Exercise instructions ▸
What you give back must match the data exactly, minus the pictures.

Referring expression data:

════════

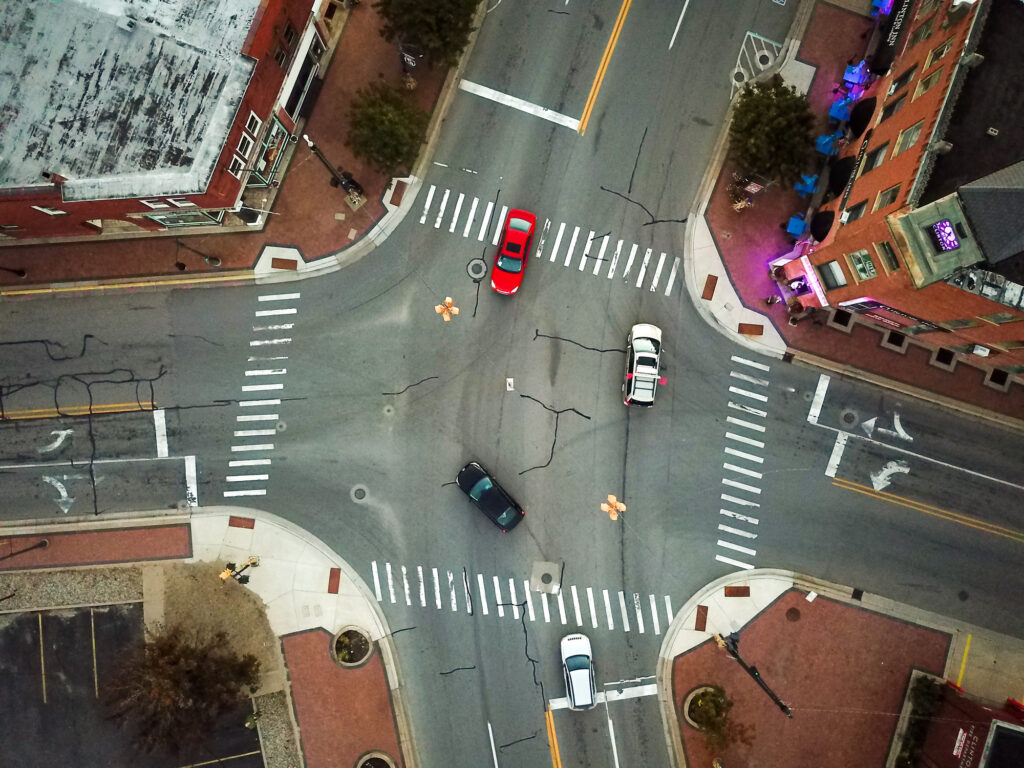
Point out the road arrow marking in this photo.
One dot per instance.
(65, 502)
(61, 435)
(881, 479)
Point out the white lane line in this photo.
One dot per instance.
(426, 206)
(614, 259)
(470, 218)
(160, 427)
(568, 255)
(740, 485)
(752, 364)
(520, 104)
(736, 531)
(653, 615)
(748, 393)
(748, 424)
(600, 255)
(279, 297)
(390, 581)
(440, 210)
(730, 561)
(483, 594)
(657, 272)
(512, 599)
(586, 250)
(748, 409)
(819, 397)
(750, 379)
(607, 609)
(455, 214)
(643, 266)
(485, 221)
(737, 516)
(500, 224)
(672, 276)
(498, 598)
(740, 502)
(558, 241)
(629, 261)
(741, 455)
(593, 609)
(837, 457)
(743, 438)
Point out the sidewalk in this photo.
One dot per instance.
(341, 714)
(842, 664)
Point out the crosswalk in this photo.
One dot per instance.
(743, 465)
(585, 250)
(507, 597)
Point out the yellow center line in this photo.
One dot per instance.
(599, 78)
(928, 509)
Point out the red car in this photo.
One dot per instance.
(510, 261)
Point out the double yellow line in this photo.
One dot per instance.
(928, 509)
(603, 68)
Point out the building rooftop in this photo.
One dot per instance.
(990, 98)
(123, 97)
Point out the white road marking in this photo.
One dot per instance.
(160, 427)
(819, 397)
(520, 104)
(837, 456)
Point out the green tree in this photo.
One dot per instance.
(771, 131)
(441, 28)
(172, 690)
(385, 128)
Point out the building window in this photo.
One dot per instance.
(860, 262)
(1000, 318)
(892, 108)
(922, 33)
(907, 138)
(888, 256)
(832, 274)
(855, 212)
(887, 197)
(928, 83)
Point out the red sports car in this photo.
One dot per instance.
(510, 261)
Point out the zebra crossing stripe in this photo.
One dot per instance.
(440, 211)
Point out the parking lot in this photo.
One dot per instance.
(53, 669)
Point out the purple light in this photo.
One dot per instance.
(945, 236)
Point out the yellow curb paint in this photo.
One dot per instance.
(928, 509)
(967, 649)
(603, 67)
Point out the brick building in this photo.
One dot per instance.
(131, 117)
(921, 226)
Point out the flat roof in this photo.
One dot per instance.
(121, 110)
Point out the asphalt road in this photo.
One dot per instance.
(381, 402)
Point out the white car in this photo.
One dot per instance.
(643, 365)
(578, 667)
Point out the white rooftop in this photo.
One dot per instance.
(120, 110)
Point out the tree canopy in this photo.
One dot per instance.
(771, 132)
(441, 28)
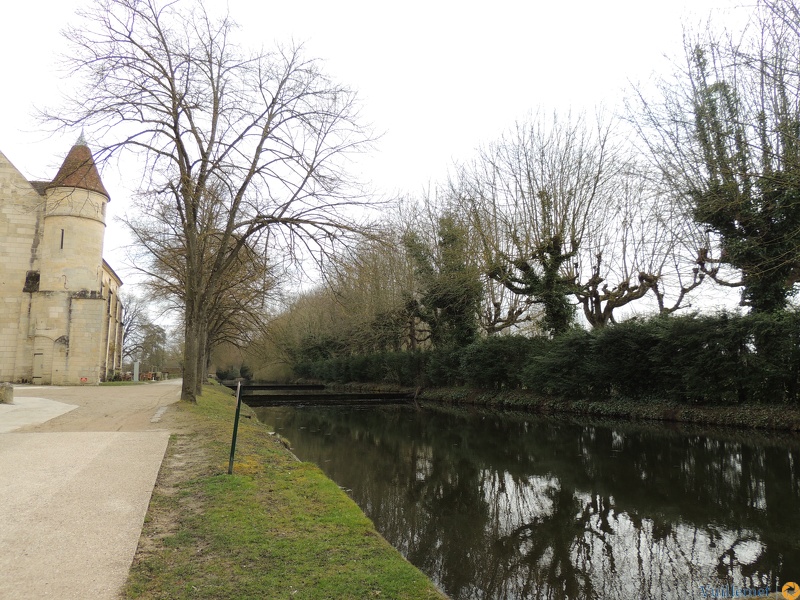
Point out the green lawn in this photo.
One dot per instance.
(277, 528)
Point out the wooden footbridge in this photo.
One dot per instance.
(279, 394)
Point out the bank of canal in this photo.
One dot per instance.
(525, 506)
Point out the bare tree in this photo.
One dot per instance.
(723, 129)
(234, 143)
(134, 321)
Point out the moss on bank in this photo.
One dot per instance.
(780, 417)
(277, 528)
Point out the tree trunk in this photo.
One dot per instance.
(202, 350)
(192, 337)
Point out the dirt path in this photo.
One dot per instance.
(75, 488)
(106, 408)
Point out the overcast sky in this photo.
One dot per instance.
(438, 78)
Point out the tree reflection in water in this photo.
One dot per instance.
(496, 507)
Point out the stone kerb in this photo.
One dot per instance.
(6, 393)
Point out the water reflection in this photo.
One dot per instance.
(494, 507)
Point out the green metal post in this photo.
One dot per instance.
(235, 426)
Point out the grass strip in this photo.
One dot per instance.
(276, 528)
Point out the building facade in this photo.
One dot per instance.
(60, 314)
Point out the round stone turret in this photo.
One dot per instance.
(74, 225)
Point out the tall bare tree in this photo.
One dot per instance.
(233, 142)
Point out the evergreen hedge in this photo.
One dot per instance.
(718, 359)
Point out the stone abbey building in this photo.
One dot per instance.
(60, 314)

════════

Finished exercise ▸
Point out the road arrow marking in this photo.
One dot per instance.
(65, 502)
(61, 435)
(881, 479)
Point out the white lane line in this photo.
One dot per instance.
(426, 206)
(614, 259)
(470, 218)
(160, 427)
(568, 255)
(740, 485)
(752, 364)
(520, 104)
(736, 531)
(653, 615)
(748, 393)
(748, 424)
(600, 255)
(279, 297)
(390, 581)
(440, 210)
(730, 561)
(483, 594)
(657, 272)
(512, 599)
(586, 250)
(748, 409)
(819, 397)
(750, 379)
(607, 609)
(455, 214)
(643, 266)
(485, 221)
(737, 516)
(500, 224)
(672, 276)
(498, 598)
(740, 502)
(558, 241)
(629, 261)
(741, 455)
(593, 609)
(837, 457)
(743, 438)
Point out the sidewalk in this photo.
One dot per instance.
(341, 714)
(842, 664)
Point out the crosswalk in this photo.
One dot per instance.
(743, 465)
(585, 250)
(507, 597)
Point out the yellow center line in this photo.
One dot per instance.
(599, 78)
(928, 509)
Point out the red car in this photo.
One dot per instance.
(510, 261)
Point out the double yellow line in this photo.
One dot per instance.
(928, 509)
(603, 68)
Point out the building rooftop in this photo.
One dot per instance.
(990, 98)
(123, 97)
Point out the white road marking in this photo.
One dot per instance.
(160, 427)
(819, 397)
(520, 104)
(837, 456)
Point out the green tree in this photo.
One dot per instance.
(771, 131)
(441, 28)
(172, 690)
(385, 128)
Point out the building window in this photo.
One dot per instance.
(860, 262)
(1000, 318)
(892, 108)
(922, 33)
(907, 138)
(888, 256)
(832, 274)
(855, 212)
(887, 197)
(928, 83)
Point out the red sports car in this photo.
One dot per instance.
(510, 261)
Point out the zebra crossing stripe in this photo.
One dot per instance.
(440, 211)
Point out the parking lot in this photo.
One dot per instance.
(53, 669)
Point out the purple light in this photo.
One dot per instance.
(945, 236)
Point out the yellow curb paint in this photo.
One dot per instance.
(928, 509)
(967, 649)
(603, 67)
Point out the brick building in this photo.
One dot per instance.
(131, 117)
(921, 226)
Point out the flat roof in this photo.
One dot per instance.
(121, 110)
Point out the asphalt road in this photo.
One dot per instance.
(381, 402)
Point out the white car in this photo.
One dot per instance.
(643, 365)
(578, 667)
Point out the white rooftop in this photo.
One dot per instance.
(120, 110)
Point out the tree canopy in this photo.
One dot per instance.
(771, 132)
(441, 28)
Point out the green lawn in this photo.
One dot per instance.
(277, 528)
Point out the wooden footbridge in this photo.
One dot per instance.
(279, 394)
Point out the bank of canal in this photo.
One dot per instance.
(525, 506)
Point out the bare tree in this photo.
One dot per instance.
(723, 129)
(234, 143)
(134, 321)
Point out the moss on bank in this photo.
One dot per instance.
(780, 417)
(277, 528)
Point out the tree trunk in this photo.
One dot per instance.
(202, 350)
(192, 337)
Point out the dirt path in this photo.
One dot per instance.
(75, 488)
(106, 408)
Point out the overcast sky in this photo.
One dot per instance.
(438, 78)
Point out the tree reflection in water in this photo.
One dot per instance.
(496, 507)
Point out the stone kerb in this photo.
One dot per instance.
(6, 393)
Point out the water reflection in this photo.
One dot per instance.
(494, 507)
Point out the green metal post in this photo.
One dot per instance.
(235, 426)
Point out the grass strip in this photo.
One dot per instance.
(276, 528)
Point out the building facade in this photo.
One dot per instance.
(60, 314)
Point out the round stone turret in this photo.
One dot per instance.
(74, 225)
Point out the tall bare tree in this photo.
One dot per instance.
(233, 142)
Point out the evergreen hedge in this photo.
One dot per instance.
(718, 359)
Point out the stone abbey building in this photo.
One dot per instance.
(60, 314)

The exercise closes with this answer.